The problem:
Apart from the pictures, the listing is to be returned exactly.
===== Dataset records =====
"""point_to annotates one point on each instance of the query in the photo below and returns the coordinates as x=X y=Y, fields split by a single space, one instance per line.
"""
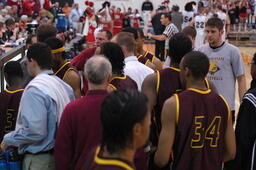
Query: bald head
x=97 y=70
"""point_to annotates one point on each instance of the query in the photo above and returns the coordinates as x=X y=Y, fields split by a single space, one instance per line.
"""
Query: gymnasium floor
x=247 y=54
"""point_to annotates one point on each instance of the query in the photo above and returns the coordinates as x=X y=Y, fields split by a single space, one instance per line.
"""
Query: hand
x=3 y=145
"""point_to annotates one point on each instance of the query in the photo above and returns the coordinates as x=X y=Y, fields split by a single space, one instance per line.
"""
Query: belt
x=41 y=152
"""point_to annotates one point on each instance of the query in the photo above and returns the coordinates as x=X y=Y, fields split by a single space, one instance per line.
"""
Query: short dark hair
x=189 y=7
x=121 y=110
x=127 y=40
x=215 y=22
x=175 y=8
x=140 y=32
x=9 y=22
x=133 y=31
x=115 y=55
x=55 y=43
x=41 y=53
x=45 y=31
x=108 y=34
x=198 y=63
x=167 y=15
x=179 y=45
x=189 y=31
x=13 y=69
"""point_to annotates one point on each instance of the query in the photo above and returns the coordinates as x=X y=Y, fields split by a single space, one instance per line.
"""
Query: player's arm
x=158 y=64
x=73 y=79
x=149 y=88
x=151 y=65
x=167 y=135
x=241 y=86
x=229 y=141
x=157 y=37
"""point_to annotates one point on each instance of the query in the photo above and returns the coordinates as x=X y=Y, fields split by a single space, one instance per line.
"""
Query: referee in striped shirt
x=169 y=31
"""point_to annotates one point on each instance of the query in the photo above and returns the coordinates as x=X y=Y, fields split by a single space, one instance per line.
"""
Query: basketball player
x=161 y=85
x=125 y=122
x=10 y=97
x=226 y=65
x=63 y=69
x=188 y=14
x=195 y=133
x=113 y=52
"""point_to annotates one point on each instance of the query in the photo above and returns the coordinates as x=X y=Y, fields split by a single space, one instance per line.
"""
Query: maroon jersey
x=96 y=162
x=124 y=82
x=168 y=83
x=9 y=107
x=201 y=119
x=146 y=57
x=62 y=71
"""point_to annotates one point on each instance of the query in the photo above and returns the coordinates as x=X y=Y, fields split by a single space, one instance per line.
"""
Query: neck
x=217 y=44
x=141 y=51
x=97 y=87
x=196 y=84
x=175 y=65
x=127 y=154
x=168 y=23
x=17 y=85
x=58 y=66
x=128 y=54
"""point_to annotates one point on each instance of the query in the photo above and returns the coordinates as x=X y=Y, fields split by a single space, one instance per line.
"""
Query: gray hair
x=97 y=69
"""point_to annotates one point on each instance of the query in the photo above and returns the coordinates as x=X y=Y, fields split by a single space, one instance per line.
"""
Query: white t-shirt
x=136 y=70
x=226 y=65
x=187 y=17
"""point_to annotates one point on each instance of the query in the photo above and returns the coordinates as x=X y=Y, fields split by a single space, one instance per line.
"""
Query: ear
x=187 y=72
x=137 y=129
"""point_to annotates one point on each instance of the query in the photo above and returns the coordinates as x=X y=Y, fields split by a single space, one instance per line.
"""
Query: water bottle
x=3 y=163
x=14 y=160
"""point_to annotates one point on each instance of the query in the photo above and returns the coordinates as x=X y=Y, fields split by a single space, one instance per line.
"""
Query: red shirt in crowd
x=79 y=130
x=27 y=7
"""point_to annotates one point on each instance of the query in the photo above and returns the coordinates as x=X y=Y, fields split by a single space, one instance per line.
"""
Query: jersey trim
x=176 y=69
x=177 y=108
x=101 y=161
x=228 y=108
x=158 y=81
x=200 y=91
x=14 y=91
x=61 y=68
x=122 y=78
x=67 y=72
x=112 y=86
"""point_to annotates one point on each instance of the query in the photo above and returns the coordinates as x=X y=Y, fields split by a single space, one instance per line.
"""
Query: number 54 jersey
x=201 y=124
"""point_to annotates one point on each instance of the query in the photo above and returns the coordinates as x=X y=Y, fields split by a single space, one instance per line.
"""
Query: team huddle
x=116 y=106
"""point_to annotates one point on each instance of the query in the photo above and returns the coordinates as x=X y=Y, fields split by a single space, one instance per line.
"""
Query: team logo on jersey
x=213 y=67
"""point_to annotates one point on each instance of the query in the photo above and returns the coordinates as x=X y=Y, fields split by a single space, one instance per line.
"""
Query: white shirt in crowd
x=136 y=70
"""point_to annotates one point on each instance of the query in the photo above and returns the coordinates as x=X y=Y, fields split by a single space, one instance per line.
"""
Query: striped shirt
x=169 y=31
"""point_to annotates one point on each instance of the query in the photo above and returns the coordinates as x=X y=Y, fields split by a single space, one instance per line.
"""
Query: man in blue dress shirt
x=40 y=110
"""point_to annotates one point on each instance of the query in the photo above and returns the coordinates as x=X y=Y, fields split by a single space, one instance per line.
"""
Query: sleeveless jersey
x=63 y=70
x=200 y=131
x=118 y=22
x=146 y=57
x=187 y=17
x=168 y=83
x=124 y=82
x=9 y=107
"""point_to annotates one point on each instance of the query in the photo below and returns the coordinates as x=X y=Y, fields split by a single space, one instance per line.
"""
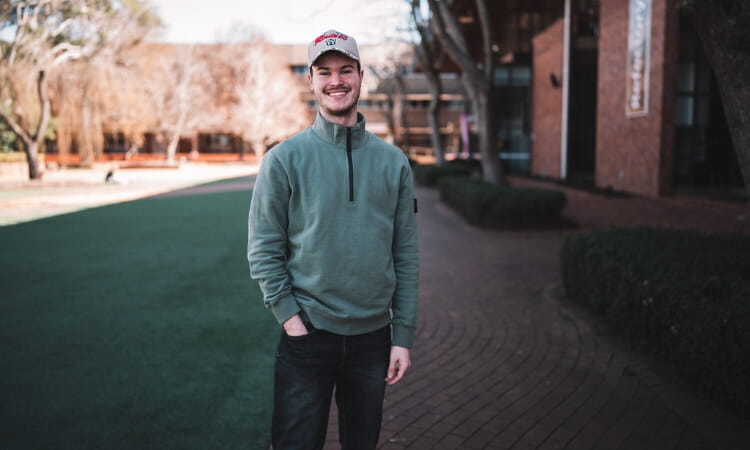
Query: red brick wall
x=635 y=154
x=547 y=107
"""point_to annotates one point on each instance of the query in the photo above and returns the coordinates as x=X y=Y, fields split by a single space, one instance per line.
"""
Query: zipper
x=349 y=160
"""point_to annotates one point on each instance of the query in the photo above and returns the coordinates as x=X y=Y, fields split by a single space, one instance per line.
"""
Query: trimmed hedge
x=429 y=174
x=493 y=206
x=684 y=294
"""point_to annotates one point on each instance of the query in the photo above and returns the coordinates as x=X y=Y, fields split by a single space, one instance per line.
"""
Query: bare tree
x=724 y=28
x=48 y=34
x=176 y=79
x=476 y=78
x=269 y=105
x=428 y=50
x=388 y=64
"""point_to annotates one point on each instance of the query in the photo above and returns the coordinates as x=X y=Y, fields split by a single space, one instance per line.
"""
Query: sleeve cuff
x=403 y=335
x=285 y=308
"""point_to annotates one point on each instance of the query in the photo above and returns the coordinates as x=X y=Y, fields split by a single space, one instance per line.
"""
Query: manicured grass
=====
Answer below:
"""point_to annotates one point on each instance of the query in the photo below and returns the coordinates as x=X y=Y, fields split by a single space, one instance per line.
"""
Query: bald head
x=97 y=70
"""point_to annotates one point on each instance of the query in the photo above and returns the coordinates as x=X y=Y, fields split by a single space, one instance per line.
"""
Query: gymnasium floor
x=247 y=54
"""point_to annotates one point on each instance of the query in the photo above and returns the coordinates as x=X y=Y, fields split by a single space, one instance per line.
"""
Query: hand
x=3 y=145
"""point_to annotates one point on each instance of the query in the photo above and returns the coordinates as x=X y=Y, fields split by a single space, one instance per line.
"""
Query: belt
x=41 y=152
"""point_to annotates one point on each instance of the query in the photo above and returns the coordinates as x=X y=Y, fields split by a single space, one instance per line.
"""
Query: short dark hair
x=189 y=7
x=121 y=110
x=127 y=40
x=215 y=22
x=175 y=8
x=140 y=32
x=9 y=22
x=133 y=31
x=115 y=55
x=55 y=43
x=41 y=53
x=45 y=31
x=108 y=34
x=198 y=63
x=167 y=15
x=179 y=45
x=189 y=31
x=13 y=69
"""point_to annotates one point on each instance of the query in the photo above and returns the coordinates as x=X y=Y, fields split by a single space, one instance per line.
"""
Query: player's arm
x=158 y=64
x=73 y=79
x=149 y=88
x=151 y=65
x=167 y=135
x=241 y=86
x=229 y=141
x=157 y=37
"""point_to annotates one point on each instance of the query in the photo above and returns the coordinates as x=X y=Y, fields split by a single space, one instance per line.
"""
Query: referee in striped shirt
x=169 y=31
"""point_to annotates one point on each instance of the query in the photo above and returns the coordinates as x=X y=Y, fields split by a single space, one instance per line.
"""
Query: basketball player
x=161 y=85
x=125 y=122
x=10 y=97
x=226 y=65
x=63 y=69
x=188 y=14
x=195 y=133
x=113 y=52
"""point_to annotates one point on each instance of the query in the photo above and returns the coordinates as x=X y=Y, fields split by a single space, one instance per line.
"""
Query: maroon jersey
x=96 y=162
x=124 y=82
x=168 y=83
x=9 y=107
x=201 y=119
x=146 y=57
x=62 y=71
"""point_to annotates one point on each instance of the query in the photo above and returns the coordinates as x=X y=Y, fields split by a single space, one instance per line.
"""
Query: neck
x=217 y=44
x=141 y=51
x=97 y=87
x=196 y=84
x=175 y=65
x=127 y=154
x=168 y=23
x=17 y=85
x=58 y=66
x=128 y=54
"""point_to annotates one point on each instance of the query in the photo above and returns the coordinates as x=X y=Y, fields split by a single space, one instance per line.
"""
Query: gray hair
x=97 y=69
"""point_to annotates one point on each instance of the query in the photo above and returns the coordinates as x=X y=Y, fields split by a single space, one instance per line.
"""
Query: white t-shirt
x=136 y=70
x=226 y=65
x=187 y=17
"""point_to annotates one point on each instance of the query in the photo above and returns the coordinates as x=X y=Y, fields split by a single space, one instance per line.
"""
Query: ear
x=187 y=72
x=137 y=129
"""point_to annotates one point on each instance of the query in the photo above and returns the coordinates as x=X y=Y, fields split by a single space, one instance per line.
"""
Query: water bottle
x=3 y=163
x=14 y=160
"""point_to annotates one point on each instance of the query in the photo above and returns the coordinates as x=X y=Y, fields split by a single space, one instance per line.
"""
Query: red shirt in crowd
x=79 y=130
x=27 y=7
"""point_to annotates one point on each instance of the query in the photo above and returns the coordinates as x=X y=Y, fields split by a single space, one instance per line.
"""
Query: jersey trim
x=176 y=69
x=177 y=108
x=101 y=161
x=228 y=108
x=158 y=81
x=200 y=91
x=14 y=91
x=61 y=68
x=122 y=78
x=67 y=72
x=112 y=86
"""point_to annotates one point on each instance of the query in the photo above and returns the coordinates as x=X y=Y, fields split by a single space, one instance per line.
"""
Query: number 54 jersey
x=201 y=124
"""point_to annotates one point on each instance of the query in the photo above and returns the coordinates as x=X y=Y, fields split by a single space, one instance per line.
"""
Query: team huddle
x=116 y=106
"""point_to annotates one point on each instance of the query in the photo above and returns the coordinates as x=X y=Y, fields split by a single space, one instance per line.
"""
Query: team logo on jersey
x=213 y=67
"""point_to annotates one point on each instance of the query in the photo above and returns the coordinates as x=X y=Y, fields split by a single space, one instance per line.
"""
Query: white shirt in crowd
x=136 y=70
"""point_to annotates one point on each instance of the query in the photo above and returns the coordinates as x=X y=Y, fields split by a single space, one instance per line.
"""
Query: striped shirt
x=169 y=31
"""point_to annotates one point on each instance of the query in the photo above and returns the coordinates as x=X y=Y, fields split by a single space, one instance per line.
"""
Query: man in blue dress shirt
x=40 y=110
"""point_to annotates one point on each instance of the query in the photo above and returns the coordinates as x=X y=Y, fields split by a single space, one instance per line.
"""
Query: sleeveless jersey
x=63 y=70
x=200 y=131
x=118 y=22
x=146 y=57
x=187 y=17
x=168 y=83
x=124 y=82
x=9 y=107
"""point_to annotates one point on each instance of the query in the photo below and returns the coordinates as x=X y=Y, fields split by a single space, one instance per line.
"""
Query: red brick wall
x=635 y=154
x=547 y=107
"""point_to annotates one point on each instance of the query in the photo above and returns the coordinates as x=X y=Y, fields split by a single space, one instance per line.
"""
Query: zipper
x=349 y=160
"""point_to annotates one point on each instance of the query in the photo above and returns the coordinates as x=X y=Y, fields split by a single space, one instance per line.
"""
Query: trimmed hedge
x=429 y=174
x=493 y=206
x=684 y=294
"""point_to annotates one point on each instance of the query in the photo above and returns the coordinates as x=X y=Y, fields split by a single space, one instance per line.
"""
Query: bare tree
x=724 y=28
x=48 y=34
x=176 y=79
x=476 y=78
x=269 y=105
x=428 y=50
x=388 y=64
"""point_to annotates one point on each instance of the query in the photo above and returns the coordinates as x=X y=Y, fields split by a single space, one instance per line.
"""
Query: sleeve cuff
x=403 y=335
x=285 y=308
"""point_to annotates one point on each instance of the query in the photo above and returns the coordinates as x=X y=Y, fields split by a single space, one instance per line.
"""
Query: manicured grass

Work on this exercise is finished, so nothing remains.